**Work required**
Reproduce the entries from the line containing "bottom bun in the image above." through the line containing "139 220 490 290", inclusive, keeping the requests, and shift every bounding-box coordinate in the answers by -33.
**** Material
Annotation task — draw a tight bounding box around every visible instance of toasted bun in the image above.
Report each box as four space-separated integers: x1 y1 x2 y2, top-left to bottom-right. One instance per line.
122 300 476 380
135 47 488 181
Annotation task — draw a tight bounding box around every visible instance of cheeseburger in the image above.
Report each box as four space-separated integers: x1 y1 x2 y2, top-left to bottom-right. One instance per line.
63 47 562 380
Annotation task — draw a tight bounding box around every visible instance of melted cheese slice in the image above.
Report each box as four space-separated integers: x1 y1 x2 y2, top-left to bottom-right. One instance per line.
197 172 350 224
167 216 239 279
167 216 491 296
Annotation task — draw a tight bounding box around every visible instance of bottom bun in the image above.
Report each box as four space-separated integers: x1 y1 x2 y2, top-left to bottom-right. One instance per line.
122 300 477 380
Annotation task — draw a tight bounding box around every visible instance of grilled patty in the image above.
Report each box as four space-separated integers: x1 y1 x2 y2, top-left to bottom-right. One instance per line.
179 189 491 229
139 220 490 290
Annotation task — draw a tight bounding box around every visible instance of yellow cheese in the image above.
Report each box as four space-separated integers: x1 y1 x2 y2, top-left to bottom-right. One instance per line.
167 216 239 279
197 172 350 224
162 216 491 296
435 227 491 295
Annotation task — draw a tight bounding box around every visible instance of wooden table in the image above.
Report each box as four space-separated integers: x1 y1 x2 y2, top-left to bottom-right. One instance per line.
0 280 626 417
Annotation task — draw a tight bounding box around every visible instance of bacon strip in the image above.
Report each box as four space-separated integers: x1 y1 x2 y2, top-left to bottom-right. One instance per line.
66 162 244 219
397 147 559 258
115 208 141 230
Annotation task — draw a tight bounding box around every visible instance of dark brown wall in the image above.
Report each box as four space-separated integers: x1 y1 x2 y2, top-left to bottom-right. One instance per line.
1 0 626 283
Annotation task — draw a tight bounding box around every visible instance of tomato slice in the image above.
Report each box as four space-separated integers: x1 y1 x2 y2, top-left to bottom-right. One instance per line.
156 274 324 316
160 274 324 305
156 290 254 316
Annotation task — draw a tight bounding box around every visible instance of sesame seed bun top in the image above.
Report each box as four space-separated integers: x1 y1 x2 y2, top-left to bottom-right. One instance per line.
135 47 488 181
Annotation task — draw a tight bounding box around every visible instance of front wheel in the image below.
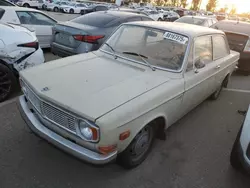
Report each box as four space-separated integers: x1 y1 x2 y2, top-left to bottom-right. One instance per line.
********
**Exercise result**
Annotation task — draw a tight bounding box around every visible instance of bottom bun in the image above.
Report each box as four space-separated integers: x1 y1 x2 y2, top-left to bottom-right. One instance per line.
89 267 444 347
Annotation task — draw a tight bounding box around every visible instance of grilled patty in the image above.
Report each box as four space-separated integers: x1 y1 x2 y2, top-left to bottom-right. One instance per line.
146 156 458 196
106 187 457 257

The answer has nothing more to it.